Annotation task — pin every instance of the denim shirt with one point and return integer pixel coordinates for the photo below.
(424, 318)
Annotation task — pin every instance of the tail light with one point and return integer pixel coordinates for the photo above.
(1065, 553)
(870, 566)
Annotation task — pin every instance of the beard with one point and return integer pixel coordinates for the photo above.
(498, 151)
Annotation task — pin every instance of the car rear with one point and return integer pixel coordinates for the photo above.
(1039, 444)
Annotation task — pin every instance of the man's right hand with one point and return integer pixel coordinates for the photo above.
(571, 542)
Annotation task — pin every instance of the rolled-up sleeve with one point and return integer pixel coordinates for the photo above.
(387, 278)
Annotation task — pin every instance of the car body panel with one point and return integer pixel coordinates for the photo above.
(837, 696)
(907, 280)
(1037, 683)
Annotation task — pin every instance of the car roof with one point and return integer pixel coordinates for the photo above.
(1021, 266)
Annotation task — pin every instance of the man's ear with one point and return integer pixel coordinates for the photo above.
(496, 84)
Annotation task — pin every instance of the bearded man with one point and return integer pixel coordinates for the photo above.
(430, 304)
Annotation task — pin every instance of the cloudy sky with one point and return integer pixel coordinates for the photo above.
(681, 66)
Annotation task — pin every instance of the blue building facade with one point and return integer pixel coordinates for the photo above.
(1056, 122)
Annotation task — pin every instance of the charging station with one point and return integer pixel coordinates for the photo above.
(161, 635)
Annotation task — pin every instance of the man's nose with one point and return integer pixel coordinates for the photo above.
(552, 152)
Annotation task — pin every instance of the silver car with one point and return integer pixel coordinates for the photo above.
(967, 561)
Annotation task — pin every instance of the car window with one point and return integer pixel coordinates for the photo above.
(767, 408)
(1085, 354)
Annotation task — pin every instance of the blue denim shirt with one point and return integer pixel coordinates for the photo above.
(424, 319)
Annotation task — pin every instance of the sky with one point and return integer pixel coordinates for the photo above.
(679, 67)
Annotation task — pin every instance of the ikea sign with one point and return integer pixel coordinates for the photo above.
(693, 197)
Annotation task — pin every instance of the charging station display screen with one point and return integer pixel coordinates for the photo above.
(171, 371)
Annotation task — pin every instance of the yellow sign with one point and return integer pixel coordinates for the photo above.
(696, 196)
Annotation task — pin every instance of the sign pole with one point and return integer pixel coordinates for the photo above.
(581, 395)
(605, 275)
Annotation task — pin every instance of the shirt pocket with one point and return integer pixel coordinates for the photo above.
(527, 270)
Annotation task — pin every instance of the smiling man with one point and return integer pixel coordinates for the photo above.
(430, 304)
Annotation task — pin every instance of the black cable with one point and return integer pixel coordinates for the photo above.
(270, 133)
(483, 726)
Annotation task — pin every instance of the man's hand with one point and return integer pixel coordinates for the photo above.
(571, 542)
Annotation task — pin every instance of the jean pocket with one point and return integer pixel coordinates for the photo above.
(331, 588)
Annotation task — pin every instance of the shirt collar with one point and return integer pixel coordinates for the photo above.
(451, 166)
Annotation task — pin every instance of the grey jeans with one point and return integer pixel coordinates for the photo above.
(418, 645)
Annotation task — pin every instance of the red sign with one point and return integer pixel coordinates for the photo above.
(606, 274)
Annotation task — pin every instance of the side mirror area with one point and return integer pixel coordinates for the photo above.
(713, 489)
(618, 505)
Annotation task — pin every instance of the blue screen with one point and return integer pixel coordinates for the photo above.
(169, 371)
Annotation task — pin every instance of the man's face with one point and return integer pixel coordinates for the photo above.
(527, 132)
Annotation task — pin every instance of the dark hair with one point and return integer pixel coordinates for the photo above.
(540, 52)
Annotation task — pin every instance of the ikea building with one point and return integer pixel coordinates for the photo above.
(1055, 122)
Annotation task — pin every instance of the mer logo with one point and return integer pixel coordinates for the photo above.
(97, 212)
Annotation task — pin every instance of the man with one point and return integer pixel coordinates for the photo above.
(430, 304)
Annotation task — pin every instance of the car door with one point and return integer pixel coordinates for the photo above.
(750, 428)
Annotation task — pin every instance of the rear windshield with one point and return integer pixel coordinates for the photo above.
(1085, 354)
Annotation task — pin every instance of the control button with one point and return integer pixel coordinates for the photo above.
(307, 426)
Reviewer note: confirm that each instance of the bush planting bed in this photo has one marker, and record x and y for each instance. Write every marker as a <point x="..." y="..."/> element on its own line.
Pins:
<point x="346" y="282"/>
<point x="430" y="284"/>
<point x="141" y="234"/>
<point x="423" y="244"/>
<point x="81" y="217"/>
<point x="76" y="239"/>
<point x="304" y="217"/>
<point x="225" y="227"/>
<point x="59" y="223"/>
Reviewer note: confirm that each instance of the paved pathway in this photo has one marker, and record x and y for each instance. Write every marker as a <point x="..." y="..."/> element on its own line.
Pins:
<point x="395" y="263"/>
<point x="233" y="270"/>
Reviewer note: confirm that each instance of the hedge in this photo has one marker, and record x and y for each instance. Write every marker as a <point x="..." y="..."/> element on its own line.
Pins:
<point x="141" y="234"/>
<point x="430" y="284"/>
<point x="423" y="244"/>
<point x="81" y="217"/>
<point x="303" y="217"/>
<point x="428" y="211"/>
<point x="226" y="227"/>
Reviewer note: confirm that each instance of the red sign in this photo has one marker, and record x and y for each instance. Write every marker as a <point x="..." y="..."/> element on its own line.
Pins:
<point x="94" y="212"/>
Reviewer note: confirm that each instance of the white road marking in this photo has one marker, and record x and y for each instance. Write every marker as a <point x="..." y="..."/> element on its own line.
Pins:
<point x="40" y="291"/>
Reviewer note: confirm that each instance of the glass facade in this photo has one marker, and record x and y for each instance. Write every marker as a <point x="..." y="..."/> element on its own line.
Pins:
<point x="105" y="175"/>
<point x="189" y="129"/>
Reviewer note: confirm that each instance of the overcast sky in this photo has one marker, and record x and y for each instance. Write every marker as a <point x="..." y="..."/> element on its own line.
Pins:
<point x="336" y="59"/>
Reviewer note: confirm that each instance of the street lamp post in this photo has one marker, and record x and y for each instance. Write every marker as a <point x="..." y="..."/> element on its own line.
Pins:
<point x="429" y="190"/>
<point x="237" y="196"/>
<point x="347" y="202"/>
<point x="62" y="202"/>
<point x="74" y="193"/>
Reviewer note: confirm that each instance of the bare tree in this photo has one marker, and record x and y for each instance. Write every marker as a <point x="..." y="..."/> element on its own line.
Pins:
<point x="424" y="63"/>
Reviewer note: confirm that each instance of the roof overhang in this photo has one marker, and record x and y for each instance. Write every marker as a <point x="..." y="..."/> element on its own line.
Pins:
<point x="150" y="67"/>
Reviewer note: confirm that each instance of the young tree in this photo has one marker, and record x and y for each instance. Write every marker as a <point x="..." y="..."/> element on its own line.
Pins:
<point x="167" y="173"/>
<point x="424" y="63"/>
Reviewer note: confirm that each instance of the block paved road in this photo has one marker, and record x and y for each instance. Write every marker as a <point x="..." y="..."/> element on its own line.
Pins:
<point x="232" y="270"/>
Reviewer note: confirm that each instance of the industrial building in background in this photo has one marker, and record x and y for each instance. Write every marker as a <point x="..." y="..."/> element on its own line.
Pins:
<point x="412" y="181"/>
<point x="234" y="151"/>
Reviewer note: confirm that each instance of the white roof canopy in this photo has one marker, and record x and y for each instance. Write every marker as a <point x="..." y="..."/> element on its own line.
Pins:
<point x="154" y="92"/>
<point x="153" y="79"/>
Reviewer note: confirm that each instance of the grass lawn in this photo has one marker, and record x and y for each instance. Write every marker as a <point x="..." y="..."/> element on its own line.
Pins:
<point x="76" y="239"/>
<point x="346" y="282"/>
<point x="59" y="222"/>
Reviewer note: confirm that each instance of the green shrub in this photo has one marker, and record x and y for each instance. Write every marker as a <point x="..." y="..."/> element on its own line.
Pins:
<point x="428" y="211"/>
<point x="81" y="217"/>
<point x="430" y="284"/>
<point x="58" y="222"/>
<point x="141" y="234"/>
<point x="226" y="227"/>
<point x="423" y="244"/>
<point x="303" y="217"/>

▸ **SHORT TASK**: Repeat only the stretch of lines starting at the one containing "Reviewer note: confirm that each instance of the grass" and running to the final line of the entries above.

▸ **RESULT OF THIS EXERCISE**:
Reviewer note: confirm that each instance of the grass lawn in this photo has one marker, and record x and y for each instance. Write every marker as a <point x="..." y="..."/> element on its own line.
Pins:
<point x="76" y="239"/>
<point x="346" y="282"/>
<point x="59" y="222"/>
Reviewer note: confirm that each instance of the green shrub in this photo has one marker, and record x and y for each instance. Write every marker as a <point x="..." y="..."/> element on its own line.
Pins:
<point x="428" y="211"/>
<point x="81" y="217"/>
<point x="430" y="284"/>
<point x="58" y="222"/>
<point x="141" y="234"/>
<point x="226" y="227"/>
<point x="423" y="244"/>
<point x="303" y="217"/>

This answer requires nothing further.